▶ _Source extract_
####
The Accompanied Music 

of Jacques Duphly

As a genre, accompanied harpsichord music seems to have come into being early in the 18th century. Indeed, the harpsichord accompanied by lute is commented on late in the 17th century when the lutenist Porion accompanied the keyboardist Hardel. In Rome the harpsichord accompanied by violin was noted in 1727 at Cardinal Colonna’s, and only two years later, in 1729, there was a similar event in Paris, for which the keyboardist was none other than François Couperin’s daughter.

The first examples to appear in print seem to have been the Pièces de Claveçin en Sonates, op. 3, of Jean-Joseph Cassanéa de Mondonville (1734). (Earlier works sometimes cited as examples of this genre—works by Dieupart [1701] and Elizabeth Jacquet de la Guerre [1707]—actually appear to be different editions of the same pieces, not meant to be played as duos.) Mondonville’s sonatas were followed by Michel Corrette’s Sonates pour le Claveçin avec un Accompagnement de Violon, op. 25 (1742); Mondonville’s Pièces de Claveçin avec Voix ou Violon, op. 5 (1748); and by the one popular group of compositions still found in the active performing repertoire of the 21st century, Jean-Philippe Rameau’s five sets of Pièces de Claveçin en Concert, published in 1741. That these Rameau pieces belong to this same line of publications cannot be doubted, for the composer wrote in his preface: “The success of recently published sonatas, which have come out as harpsichord pieces with a violin part, has given me the idea of following much the same plan in the new harpsichord pieces, which I am venturing to bring out today . . .”

A little further on Rameau continued: “These pieces lose nothing by being played on the harpsichord alone; indeed, one would never suspect them capable of any other adornment . . .”
####
▶ _Work to complete_
1) Decide whether each statement below agrees with the passage on accompanied harpsichord music. Answer yes or no and quote the deciding words. (a) Rameau's Pièces de Claveçin en Concert were published in 1741. (b) The harpsichord accompanied by violin was first noted in Rome in 1729. (c) The works by Dieupart and Elizabeth Jacquet de la Guerre were meant to be played as duos.
2) Carry on the passage on accompanied harpsichord music from the point where it stops.

▶ _Stored records_
####
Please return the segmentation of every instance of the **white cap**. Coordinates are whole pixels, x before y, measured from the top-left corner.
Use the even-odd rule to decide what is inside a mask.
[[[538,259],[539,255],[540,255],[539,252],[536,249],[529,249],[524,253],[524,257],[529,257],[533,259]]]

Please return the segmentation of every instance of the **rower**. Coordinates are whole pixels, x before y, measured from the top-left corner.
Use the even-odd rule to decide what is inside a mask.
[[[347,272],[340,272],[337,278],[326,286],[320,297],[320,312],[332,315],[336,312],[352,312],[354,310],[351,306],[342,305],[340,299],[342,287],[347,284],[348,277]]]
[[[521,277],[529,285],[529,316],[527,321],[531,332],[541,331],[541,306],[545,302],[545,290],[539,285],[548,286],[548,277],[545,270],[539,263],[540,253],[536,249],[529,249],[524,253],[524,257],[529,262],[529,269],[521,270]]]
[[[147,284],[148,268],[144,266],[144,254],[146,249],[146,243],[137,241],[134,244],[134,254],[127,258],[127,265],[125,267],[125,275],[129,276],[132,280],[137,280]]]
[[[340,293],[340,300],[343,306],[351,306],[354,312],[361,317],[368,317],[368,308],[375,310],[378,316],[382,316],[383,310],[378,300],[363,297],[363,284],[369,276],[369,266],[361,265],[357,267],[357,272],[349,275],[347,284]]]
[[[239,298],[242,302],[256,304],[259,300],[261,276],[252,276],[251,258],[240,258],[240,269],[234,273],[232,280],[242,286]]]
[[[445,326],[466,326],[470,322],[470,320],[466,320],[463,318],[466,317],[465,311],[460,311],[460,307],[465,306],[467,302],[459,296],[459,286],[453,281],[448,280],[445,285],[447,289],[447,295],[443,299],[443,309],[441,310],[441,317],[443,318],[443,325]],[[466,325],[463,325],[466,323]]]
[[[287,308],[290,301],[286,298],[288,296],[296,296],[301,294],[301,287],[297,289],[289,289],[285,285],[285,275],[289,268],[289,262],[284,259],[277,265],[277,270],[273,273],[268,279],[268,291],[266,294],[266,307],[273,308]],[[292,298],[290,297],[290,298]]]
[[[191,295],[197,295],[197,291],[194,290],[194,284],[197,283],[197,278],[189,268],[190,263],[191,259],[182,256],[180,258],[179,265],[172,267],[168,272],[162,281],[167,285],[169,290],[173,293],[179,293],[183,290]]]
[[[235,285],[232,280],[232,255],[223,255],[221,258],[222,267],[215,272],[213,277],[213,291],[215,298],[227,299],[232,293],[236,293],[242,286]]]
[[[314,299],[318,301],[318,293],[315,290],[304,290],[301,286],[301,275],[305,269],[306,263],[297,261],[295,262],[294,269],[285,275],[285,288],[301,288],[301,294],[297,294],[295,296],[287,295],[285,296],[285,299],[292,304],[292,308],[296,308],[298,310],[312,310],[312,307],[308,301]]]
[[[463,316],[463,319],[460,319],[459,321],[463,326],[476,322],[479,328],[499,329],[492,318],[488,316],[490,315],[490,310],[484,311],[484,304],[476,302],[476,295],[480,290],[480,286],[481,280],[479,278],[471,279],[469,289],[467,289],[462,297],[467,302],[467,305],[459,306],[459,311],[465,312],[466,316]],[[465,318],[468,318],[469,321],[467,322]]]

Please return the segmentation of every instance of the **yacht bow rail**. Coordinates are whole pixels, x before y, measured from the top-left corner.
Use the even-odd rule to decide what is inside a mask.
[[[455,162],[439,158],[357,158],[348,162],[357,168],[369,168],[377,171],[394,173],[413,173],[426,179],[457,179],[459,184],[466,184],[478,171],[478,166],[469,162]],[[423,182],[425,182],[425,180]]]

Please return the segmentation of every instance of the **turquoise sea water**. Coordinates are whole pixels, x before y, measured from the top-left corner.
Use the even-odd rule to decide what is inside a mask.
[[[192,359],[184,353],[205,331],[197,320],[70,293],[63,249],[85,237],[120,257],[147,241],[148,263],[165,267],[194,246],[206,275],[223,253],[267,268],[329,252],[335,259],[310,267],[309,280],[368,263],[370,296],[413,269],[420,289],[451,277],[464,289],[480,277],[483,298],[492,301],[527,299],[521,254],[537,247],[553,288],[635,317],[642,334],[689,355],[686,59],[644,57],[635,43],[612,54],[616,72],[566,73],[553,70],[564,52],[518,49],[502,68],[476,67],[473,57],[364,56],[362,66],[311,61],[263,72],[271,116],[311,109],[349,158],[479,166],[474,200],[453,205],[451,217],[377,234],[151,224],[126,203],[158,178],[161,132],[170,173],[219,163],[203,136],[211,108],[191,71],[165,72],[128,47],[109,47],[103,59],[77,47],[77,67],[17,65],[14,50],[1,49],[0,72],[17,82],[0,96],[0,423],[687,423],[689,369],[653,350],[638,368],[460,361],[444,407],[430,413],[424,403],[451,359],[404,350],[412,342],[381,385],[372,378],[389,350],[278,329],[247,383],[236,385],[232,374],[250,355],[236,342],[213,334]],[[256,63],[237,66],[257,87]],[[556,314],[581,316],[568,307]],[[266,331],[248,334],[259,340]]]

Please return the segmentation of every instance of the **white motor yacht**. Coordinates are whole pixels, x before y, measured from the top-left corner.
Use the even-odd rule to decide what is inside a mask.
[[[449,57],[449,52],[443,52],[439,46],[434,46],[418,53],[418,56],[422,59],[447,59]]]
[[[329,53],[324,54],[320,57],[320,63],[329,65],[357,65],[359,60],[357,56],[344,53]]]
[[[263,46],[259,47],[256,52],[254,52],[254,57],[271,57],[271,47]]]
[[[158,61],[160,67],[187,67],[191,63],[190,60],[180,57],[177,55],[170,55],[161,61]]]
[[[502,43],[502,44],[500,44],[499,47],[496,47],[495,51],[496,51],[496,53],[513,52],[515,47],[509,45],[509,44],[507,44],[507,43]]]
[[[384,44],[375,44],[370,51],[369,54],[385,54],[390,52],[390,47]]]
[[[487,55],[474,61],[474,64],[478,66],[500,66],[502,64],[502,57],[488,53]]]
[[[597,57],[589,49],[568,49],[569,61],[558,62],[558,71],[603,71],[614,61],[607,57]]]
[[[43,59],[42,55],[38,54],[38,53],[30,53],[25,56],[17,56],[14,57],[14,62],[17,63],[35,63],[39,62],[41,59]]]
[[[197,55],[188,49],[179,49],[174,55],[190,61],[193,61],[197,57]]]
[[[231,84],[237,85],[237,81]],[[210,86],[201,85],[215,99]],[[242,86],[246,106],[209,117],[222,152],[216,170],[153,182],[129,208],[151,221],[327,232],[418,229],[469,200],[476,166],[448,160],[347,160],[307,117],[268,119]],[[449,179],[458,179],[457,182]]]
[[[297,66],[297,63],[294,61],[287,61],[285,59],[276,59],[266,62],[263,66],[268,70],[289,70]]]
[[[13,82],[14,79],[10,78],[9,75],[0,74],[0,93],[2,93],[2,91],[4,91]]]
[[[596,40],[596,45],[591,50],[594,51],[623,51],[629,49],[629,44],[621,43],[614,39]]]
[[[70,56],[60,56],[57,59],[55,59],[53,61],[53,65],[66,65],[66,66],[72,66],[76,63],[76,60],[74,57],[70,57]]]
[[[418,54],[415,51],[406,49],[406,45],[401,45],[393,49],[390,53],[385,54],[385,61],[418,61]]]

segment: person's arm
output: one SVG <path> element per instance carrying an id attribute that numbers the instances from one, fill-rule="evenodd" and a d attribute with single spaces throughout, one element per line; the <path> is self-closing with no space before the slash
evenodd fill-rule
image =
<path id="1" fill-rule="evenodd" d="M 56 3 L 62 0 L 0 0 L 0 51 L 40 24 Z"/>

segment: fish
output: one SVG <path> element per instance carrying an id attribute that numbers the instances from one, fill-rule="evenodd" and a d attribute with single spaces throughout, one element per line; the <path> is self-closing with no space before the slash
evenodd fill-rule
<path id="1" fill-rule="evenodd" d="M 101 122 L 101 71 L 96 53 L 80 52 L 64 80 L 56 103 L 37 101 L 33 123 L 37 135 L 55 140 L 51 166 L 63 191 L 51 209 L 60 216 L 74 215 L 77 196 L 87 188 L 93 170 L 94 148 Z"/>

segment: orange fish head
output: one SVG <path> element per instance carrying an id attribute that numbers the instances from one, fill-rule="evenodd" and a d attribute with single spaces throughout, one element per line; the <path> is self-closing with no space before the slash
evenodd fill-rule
####
▶ _Responses to the tasks_
1)
(a) Yes: "Jean-Philippe Rameau’s five sets of Pièces de Claveçin en Concert, published in 1741"
(b) No: "In Rome the harpsichord accompanied by violin was noted in 1727 at Cardinal Colonna’s"
(c) No: "not meant to be played as duos"

2)
This primacy of the harpsichord, which really was meant to be accompanied by the other instrument, is borne out by the words of Charles Avison, who, in 1756, insisted that the violins should “always be subservient to the harpsichord,” and by C.-J. Mathon de la Coeur, the editor of Almanach Musical, who wrote in 1777,

 

We cannot resist pointing out here that the harpsichord is the only creature in this world that has been able to claim sufficient respect from other instruments to keep them in their place and cause itself to be accompanied in the full sense of the term. Voices, even the most beautiful ones, lack this privileged position; they are covered mercilessly . . . but as soon as it is a question of accompanying a harpsichord, you see submissive and timid instrumentalists softening their sounds like courtiers in the presence of their master, before whom they dare not utter a word without having read permission in his eyes. 

 

Methinks times have changed since M. de la Coeur published these comments!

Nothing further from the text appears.